● Extracted data
◇ ◇ ◇ ◇ ◇ ◇ ◇

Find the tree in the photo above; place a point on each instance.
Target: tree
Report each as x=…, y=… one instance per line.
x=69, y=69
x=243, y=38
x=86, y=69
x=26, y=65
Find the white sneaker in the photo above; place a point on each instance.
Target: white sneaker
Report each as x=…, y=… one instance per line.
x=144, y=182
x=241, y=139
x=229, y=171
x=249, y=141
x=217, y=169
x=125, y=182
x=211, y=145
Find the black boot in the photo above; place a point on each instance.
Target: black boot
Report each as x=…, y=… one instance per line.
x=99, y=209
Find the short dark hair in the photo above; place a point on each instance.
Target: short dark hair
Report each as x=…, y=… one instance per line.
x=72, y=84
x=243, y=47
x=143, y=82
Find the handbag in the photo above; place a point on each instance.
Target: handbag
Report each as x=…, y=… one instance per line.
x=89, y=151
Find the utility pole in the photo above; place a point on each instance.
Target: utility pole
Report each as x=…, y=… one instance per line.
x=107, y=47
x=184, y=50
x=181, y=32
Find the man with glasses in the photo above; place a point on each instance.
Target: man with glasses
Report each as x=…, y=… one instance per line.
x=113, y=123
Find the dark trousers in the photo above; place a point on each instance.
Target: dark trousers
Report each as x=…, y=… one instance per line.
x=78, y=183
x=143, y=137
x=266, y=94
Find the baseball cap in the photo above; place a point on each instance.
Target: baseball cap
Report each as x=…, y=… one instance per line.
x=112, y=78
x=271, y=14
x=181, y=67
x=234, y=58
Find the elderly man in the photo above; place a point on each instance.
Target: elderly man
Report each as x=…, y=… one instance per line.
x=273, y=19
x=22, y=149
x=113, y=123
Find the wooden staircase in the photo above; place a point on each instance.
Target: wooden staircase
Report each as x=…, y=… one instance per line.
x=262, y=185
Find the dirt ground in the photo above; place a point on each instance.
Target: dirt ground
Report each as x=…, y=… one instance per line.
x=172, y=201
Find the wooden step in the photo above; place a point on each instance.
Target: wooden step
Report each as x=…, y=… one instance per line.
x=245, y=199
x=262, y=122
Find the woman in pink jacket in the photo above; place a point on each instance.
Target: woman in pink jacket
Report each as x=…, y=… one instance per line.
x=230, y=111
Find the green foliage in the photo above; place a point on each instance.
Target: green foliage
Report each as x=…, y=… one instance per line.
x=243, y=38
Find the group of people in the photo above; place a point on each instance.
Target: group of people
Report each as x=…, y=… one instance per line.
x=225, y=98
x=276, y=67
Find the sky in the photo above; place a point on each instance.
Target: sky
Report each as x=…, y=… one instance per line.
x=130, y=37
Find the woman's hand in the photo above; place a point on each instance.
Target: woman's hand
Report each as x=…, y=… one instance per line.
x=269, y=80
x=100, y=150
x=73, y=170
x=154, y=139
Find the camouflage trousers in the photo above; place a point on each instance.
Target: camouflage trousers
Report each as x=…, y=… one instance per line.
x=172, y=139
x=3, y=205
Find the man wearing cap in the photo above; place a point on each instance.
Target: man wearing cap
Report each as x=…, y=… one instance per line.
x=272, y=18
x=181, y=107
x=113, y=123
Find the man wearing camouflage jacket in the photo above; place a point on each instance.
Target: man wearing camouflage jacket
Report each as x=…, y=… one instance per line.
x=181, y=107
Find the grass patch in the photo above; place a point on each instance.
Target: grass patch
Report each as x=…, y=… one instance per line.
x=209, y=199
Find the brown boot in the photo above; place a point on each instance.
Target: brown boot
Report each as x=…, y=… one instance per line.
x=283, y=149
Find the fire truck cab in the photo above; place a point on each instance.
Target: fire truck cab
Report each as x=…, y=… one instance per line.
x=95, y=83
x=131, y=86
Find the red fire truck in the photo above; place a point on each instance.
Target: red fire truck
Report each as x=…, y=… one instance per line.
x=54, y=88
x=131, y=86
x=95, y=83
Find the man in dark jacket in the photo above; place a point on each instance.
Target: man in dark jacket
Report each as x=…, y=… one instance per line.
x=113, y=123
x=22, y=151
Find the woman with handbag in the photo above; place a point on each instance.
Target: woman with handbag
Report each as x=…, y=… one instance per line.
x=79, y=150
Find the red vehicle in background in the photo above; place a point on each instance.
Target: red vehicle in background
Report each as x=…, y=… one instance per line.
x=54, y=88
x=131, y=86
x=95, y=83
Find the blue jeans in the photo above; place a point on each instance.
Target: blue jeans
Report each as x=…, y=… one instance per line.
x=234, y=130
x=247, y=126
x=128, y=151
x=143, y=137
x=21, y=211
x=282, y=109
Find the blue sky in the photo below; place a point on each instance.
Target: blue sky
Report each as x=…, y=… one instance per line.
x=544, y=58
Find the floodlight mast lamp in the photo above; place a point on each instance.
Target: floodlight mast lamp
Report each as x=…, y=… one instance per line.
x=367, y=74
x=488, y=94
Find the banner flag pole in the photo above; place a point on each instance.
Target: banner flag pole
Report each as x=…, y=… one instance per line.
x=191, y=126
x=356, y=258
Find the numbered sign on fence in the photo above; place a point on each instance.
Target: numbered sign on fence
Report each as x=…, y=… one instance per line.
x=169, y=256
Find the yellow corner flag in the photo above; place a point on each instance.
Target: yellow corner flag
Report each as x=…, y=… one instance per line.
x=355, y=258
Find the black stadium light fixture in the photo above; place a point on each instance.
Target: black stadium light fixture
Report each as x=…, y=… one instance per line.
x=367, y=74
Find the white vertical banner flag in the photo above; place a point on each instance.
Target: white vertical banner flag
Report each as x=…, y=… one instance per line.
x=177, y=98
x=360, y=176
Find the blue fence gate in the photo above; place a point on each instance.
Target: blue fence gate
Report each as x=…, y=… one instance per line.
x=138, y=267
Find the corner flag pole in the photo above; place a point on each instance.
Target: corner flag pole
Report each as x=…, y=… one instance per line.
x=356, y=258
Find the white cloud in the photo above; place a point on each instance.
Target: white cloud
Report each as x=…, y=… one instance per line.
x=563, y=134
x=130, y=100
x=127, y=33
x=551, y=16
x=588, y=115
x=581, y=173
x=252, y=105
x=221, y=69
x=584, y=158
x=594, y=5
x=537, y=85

◇ ◇ ◇ ◇ ◇ ◇ ◇

Where does the string "brown" appear in the records above? Return every line that holds it.

● Solution for this exercise
Find the brown boot in the photo above; place a point on each instance.
Target: brown boot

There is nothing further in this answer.